_TASK INSTRUCTIONS:_ A word-for-word copy is required of the line containing "the blonde hair" and of each line after it in the material below, through the last one.

_DATA RECORDS:_
***
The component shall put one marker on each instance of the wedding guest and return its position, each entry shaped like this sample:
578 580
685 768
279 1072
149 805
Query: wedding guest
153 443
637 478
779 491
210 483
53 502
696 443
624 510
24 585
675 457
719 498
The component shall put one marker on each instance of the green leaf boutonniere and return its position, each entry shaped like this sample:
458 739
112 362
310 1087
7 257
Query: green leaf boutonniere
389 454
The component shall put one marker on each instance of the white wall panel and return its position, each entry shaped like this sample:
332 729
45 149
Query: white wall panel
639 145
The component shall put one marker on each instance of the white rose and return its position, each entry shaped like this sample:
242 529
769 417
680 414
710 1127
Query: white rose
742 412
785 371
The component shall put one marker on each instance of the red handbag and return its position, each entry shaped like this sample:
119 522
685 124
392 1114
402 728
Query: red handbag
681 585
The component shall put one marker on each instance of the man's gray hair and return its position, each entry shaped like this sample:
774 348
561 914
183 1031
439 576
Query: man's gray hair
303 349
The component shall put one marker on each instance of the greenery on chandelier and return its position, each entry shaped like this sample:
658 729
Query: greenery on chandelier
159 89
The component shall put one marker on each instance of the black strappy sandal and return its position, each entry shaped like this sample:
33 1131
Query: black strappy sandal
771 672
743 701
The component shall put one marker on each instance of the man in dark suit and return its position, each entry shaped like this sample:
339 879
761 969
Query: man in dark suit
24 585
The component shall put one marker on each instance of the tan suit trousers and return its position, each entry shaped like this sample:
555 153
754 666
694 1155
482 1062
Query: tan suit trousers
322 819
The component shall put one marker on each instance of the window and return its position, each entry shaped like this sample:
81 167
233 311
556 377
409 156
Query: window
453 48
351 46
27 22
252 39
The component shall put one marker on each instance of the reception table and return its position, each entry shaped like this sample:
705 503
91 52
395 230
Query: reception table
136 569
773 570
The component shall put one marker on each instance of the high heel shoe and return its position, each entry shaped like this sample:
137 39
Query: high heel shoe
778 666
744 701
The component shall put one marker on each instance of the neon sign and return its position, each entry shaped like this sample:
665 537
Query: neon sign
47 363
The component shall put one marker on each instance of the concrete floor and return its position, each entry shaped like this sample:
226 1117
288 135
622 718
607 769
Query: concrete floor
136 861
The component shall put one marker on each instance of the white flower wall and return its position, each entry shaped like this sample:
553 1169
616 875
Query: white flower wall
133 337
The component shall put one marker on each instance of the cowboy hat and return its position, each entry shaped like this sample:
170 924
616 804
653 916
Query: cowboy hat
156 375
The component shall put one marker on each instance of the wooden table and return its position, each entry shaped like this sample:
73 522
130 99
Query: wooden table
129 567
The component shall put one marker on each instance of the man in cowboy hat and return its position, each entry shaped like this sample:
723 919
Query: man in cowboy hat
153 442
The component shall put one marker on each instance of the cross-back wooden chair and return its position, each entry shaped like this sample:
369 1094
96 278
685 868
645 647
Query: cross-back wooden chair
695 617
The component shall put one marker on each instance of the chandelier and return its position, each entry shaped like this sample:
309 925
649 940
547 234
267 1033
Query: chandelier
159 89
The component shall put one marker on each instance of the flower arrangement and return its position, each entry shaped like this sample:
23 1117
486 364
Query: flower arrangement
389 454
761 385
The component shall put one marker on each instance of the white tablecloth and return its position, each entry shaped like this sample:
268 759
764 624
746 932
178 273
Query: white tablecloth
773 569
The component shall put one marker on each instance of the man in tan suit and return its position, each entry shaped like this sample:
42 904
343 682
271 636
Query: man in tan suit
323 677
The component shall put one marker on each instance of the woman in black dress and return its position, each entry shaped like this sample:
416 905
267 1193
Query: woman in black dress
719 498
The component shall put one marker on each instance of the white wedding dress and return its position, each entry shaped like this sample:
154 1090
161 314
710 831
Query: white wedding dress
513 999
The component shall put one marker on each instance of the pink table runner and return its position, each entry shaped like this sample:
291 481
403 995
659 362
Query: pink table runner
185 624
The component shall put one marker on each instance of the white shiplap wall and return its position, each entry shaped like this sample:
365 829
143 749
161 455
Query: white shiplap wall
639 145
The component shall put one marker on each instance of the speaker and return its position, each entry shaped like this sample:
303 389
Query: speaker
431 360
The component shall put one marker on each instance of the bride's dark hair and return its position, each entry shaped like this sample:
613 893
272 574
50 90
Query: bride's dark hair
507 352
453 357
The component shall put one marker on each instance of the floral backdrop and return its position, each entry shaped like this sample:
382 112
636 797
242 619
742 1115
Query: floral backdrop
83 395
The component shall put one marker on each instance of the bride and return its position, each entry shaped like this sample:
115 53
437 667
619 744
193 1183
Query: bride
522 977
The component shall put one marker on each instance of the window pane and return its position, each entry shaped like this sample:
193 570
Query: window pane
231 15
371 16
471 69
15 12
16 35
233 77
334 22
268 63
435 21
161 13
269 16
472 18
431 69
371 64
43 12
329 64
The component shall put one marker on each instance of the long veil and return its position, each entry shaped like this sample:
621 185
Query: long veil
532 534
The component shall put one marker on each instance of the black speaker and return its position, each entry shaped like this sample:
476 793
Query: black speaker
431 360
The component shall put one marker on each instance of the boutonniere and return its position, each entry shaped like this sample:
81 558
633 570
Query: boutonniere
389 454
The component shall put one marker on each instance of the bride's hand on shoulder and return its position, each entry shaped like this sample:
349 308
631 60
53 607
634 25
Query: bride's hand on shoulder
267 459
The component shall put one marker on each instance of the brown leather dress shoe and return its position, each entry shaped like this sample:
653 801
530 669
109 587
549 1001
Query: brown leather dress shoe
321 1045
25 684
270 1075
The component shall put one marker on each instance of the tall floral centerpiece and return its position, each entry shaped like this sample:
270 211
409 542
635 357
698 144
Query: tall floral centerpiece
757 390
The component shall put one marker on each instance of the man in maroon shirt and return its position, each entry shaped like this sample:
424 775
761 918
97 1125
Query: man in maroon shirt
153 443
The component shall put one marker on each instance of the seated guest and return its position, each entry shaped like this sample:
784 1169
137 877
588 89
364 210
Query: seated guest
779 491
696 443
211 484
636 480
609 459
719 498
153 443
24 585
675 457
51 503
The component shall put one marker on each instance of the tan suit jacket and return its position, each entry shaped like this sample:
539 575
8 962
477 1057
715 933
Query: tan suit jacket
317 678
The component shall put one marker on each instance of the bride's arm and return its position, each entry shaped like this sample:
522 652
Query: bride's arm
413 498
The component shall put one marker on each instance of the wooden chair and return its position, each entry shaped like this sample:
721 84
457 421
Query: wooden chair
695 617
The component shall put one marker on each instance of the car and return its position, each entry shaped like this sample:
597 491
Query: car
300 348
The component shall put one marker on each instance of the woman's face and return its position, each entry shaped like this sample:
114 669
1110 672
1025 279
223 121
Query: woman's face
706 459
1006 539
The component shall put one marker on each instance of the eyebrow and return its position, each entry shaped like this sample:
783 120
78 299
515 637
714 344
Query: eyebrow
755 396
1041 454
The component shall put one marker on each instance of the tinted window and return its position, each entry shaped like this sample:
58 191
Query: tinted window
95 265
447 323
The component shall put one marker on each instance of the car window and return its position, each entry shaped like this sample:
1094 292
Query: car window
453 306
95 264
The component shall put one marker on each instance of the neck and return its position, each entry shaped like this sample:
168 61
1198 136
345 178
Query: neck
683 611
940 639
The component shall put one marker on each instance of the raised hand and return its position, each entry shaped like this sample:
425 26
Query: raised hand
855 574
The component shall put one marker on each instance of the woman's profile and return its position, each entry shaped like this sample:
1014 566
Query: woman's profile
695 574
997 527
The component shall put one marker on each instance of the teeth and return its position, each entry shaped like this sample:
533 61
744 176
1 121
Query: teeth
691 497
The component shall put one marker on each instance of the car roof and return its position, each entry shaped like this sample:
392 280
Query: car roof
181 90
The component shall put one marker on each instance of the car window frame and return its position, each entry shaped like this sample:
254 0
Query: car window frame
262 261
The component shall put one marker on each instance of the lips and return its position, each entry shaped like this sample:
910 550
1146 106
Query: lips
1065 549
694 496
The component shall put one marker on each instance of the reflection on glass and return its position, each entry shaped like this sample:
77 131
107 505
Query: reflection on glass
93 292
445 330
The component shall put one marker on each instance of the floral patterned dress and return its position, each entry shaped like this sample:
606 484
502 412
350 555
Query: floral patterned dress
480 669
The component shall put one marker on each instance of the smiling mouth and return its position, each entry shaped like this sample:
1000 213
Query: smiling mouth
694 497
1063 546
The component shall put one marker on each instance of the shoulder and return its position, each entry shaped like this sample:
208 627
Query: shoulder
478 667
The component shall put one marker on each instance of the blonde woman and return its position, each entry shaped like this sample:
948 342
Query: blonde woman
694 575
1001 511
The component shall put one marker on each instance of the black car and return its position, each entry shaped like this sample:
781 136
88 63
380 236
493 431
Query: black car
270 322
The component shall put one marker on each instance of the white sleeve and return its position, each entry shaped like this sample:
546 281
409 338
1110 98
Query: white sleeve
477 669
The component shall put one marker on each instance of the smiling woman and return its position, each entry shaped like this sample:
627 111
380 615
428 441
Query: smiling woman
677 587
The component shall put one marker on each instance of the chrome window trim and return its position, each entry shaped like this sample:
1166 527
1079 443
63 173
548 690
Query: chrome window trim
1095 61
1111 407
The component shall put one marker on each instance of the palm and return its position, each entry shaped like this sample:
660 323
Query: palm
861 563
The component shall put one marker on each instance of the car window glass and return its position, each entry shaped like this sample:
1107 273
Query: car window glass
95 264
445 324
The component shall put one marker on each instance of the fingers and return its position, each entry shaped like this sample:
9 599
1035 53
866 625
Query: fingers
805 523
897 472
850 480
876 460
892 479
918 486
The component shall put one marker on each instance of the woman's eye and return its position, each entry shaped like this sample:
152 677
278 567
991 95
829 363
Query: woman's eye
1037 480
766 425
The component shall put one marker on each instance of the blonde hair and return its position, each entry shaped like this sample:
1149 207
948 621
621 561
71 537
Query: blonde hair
***
_RESPONSE FOR THIS EXERCISE:_
The component shall put one marker on each instance of the blonde hair and return its position, each entry shaped like this sample:
1149 207
948 621
621 561
71 537
Query: blonde hair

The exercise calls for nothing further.